Supplied text.
* * * * *
With this in mind, as well as Twilight forcing Anon and GIle to come clean when she did, Anon truly had only ever done in the best interest of Twilight. She could always depend on him (and Gile). They were her first two friends in this new, unknowing chapter of her life, and they'd always been kind to her. They shared their food, answered her questions when they could, and, ultimately, got her to Equestria. Twilight says she starts feeling strange new feelings after all of that bad air has cleared, and Anon's fulfilled his promise of keeping her safe and reaching Equestria. Fizzy tells her that she's probably got a crush, and to pursue it cause, well, why not? Basically, in Twilight's mind, Anon is a rock in her life. He's kind to her, he and Gile's antics make her laugh, and she knows that he will do just about anything to keep her safe come Hell or high water. It also doesn't help Twilight's case when she ultimately only knows two males throughout her time in both Echidna and Equestria. I feel Twilight catching feelings is believable enough for the story, but I will admit (and originally planned) that it didn't need to be there. Originally, she was just going to remain a good friend to Anon, Gile, and Fizzy, taking on a sort of little sister role in the party more thoroughly than she already did.

Anyways, thank you so much for this: I'll be working on my character development in the future. Perhaps I'll even come back to this story and rewrite it down the line. A lot of your questions seem to stem from my weak writing. I just gotta add a few more sentences, or tighten up the convictions of characters, better show where they stand on the events they're dealing with. I'm glad you enjoyed.

The story was enjoyable for me, but the characters felt flat and the pacing was kind of all over the place. Towards the beginning, things moved slowly, and then after the death of the Black Stripe gang, things started to move at a million miles an hour.

That being said, it’s certainly a lot better than my first story, and it’s clear to me that you have a gift for descriptive writing. You did a great job at describing landscapes and weather in such a way that just sucked me into the story.
* * * * *
Data listing.

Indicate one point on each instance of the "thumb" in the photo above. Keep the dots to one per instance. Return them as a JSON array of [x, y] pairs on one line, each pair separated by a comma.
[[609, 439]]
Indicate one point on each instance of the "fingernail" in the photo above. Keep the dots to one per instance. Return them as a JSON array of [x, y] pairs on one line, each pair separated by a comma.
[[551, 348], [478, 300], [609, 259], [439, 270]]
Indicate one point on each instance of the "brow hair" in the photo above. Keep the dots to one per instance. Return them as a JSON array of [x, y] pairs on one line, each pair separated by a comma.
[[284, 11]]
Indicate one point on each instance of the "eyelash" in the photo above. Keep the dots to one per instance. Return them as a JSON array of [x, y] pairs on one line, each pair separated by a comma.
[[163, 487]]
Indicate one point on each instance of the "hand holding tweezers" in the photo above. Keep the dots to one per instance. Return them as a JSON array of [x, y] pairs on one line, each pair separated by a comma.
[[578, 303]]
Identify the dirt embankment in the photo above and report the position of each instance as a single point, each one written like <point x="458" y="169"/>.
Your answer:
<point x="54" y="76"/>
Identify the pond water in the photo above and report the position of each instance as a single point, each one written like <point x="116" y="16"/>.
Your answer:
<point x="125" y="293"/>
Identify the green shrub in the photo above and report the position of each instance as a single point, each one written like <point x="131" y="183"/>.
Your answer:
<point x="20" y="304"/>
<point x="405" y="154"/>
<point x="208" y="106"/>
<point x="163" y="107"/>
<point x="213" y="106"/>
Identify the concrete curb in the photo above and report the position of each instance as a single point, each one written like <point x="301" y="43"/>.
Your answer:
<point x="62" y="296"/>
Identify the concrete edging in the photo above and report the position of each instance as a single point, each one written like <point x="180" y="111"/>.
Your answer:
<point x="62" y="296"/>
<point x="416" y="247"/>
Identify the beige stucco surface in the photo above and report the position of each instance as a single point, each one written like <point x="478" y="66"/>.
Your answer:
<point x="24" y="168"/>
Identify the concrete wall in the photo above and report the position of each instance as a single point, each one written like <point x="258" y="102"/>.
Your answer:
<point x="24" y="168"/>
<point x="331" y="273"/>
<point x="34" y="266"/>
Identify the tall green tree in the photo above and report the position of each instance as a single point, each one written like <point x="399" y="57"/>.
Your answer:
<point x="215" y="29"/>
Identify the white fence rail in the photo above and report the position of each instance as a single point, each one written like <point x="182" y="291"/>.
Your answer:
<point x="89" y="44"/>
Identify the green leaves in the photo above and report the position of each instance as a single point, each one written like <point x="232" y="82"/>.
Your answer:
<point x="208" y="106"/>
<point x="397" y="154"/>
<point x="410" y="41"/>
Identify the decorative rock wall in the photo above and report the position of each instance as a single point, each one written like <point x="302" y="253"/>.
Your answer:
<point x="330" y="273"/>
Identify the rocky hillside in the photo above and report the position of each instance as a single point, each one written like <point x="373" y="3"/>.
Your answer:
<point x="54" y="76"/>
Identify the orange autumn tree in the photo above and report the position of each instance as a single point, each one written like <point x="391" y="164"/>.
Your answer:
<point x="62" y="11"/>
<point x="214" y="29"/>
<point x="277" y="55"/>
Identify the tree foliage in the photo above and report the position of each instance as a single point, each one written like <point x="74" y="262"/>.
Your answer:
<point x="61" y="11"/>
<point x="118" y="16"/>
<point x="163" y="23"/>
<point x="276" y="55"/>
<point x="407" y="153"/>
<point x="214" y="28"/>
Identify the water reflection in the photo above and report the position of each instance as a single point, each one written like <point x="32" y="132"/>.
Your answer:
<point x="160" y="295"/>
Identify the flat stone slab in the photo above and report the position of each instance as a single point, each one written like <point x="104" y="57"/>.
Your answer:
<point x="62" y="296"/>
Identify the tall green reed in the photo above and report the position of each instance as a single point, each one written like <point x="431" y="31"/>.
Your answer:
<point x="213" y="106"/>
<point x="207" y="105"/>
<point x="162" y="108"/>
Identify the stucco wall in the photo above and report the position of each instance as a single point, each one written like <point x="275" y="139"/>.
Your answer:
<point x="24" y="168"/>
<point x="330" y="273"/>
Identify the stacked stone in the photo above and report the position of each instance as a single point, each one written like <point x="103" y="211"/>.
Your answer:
* * * * *
Problem statement. Retype everything in the story discussion from "That being said, it’s" down to "into the story.", keeping every word and punctuation mark unchanged.

Output of the task.
That being said, it’s certainly a lot better than my first story, and it’s clear to me that you have a gift for descriptive writing. You did a great job at describing landscapes and weather in such a way that just sucked me into the story.